[REQUIREMENT]:
Put the lines of the listing into a Markdown table with columns "Row" and "Line," starting with the line that contains "Could you please point out the chair wooden" and going on through the end of the listing. Number each line in "Row," put its text in "Line," and leave out blank lines.

[RECORDS FOR THE TASK]:
■ ■ ■ ■

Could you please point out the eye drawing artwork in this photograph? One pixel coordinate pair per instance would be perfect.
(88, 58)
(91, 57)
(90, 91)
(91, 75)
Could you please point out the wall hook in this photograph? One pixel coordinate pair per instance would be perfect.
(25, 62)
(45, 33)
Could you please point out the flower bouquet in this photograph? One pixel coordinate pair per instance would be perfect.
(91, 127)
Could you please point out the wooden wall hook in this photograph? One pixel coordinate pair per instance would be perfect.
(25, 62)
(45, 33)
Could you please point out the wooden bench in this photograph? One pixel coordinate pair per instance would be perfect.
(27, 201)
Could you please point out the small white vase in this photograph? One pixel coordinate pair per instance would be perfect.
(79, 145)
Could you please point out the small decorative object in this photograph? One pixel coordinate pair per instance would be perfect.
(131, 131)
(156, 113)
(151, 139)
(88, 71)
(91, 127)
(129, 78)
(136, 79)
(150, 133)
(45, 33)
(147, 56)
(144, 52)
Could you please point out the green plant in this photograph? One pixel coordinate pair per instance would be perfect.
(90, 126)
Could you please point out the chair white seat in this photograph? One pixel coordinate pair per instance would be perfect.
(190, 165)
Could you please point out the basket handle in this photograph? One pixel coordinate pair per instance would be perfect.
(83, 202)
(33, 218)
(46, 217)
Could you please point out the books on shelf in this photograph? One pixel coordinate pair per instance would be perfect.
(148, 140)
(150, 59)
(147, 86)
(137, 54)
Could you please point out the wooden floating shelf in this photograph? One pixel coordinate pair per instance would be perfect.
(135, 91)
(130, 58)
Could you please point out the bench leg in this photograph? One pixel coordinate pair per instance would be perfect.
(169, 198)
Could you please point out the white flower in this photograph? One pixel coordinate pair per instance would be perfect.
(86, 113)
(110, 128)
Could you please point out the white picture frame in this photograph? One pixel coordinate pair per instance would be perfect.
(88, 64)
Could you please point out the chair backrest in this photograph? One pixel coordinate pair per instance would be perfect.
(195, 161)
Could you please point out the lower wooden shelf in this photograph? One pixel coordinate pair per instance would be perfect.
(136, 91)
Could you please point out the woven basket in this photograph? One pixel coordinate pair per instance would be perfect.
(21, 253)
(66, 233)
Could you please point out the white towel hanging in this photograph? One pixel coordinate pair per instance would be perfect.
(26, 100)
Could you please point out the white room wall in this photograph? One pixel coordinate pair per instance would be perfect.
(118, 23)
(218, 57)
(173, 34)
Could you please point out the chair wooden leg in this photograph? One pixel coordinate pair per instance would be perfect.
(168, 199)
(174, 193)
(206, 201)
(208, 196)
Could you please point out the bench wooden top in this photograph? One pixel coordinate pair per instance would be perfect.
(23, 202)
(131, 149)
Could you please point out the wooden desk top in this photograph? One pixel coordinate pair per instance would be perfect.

■ ■ ■ ■

[SOLUTION FOR THIS EXERCISE]:
| Row | Line |
|---|---|
| 1 | Could you please point out the chair wooden leg in this photograph? One pixel coordinate pair per instance would be perfect. |
| 2 | (168, 199) |
| 3 | (174, 193) |
| 4 | (206, 201) |
| 5 | (208, 196) |
| 6 | Could you please point out the bench wooden top in this photograph? One pixel coordinate pair per instance would be perfect. |
| 7 | (23, 202) |
| 8 | (131, 149) |
| 9 | Could you please point out the wooden desk top in this photograph? One pixel coordinate pair per instance would be perfect. |